Short task:
Copy the data verbatim from its first line through the line containing "(432, 133), (576, 222)", inclusive.
>> begin Material for this task
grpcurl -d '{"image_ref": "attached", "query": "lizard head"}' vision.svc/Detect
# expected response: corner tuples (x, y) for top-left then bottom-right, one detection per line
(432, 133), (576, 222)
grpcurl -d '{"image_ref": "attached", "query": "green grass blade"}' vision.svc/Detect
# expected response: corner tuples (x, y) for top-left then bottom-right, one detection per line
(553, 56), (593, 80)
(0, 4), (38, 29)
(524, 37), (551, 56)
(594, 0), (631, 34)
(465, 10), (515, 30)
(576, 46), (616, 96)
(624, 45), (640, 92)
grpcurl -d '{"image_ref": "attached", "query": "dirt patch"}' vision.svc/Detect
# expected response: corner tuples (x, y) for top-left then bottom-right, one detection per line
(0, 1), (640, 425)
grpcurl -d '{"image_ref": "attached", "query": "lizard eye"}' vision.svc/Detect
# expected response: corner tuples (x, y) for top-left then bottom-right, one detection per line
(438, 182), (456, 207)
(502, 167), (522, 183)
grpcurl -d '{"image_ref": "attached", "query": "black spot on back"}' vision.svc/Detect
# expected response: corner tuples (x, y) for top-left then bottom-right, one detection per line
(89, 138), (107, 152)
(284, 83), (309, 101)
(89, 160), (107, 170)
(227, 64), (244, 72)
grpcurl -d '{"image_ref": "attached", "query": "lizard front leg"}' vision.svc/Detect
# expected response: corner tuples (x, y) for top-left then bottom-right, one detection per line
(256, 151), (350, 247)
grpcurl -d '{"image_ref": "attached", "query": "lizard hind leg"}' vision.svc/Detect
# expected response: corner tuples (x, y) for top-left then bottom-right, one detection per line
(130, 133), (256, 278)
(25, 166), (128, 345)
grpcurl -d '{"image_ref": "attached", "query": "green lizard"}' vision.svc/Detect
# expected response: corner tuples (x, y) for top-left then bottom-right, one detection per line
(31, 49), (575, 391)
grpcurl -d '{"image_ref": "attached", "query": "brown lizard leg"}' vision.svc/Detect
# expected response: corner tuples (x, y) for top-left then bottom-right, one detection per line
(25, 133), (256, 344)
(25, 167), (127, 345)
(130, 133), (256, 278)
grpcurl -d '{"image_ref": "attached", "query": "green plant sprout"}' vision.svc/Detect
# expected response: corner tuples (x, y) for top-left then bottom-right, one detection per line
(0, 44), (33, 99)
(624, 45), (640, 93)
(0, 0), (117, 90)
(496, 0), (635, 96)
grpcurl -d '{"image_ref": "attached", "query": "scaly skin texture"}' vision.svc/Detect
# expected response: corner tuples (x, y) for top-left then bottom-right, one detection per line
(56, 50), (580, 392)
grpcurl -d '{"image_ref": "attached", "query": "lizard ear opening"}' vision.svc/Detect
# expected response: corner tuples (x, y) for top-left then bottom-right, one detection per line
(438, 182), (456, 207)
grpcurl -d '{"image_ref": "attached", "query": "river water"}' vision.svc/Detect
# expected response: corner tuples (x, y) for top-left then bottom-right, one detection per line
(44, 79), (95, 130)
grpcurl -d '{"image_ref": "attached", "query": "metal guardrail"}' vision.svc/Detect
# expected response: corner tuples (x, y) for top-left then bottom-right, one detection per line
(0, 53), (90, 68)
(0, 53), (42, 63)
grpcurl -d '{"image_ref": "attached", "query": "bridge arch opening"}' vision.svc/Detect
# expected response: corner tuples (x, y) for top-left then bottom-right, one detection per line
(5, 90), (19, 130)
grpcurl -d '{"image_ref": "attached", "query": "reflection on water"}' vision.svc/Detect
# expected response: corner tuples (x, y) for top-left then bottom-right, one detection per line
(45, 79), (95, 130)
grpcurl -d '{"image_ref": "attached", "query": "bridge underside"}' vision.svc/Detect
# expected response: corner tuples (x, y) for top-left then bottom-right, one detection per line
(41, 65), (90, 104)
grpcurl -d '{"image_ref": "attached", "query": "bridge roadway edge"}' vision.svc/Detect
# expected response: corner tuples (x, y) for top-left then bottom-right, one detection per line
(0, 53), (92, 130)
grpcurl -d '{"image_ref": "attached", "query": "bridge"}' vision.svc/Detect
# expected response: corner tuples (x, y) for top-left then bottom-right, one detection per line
>> end Material for this task
Response to the exercise:
grpcurl -d '{"image_ref": "attached", "query": "lizard head"}' vision.svc/Detect
# expected response: corner tuples (x, y) for top-left then bottom-right, one detection per line
(432, 133), (576, 222)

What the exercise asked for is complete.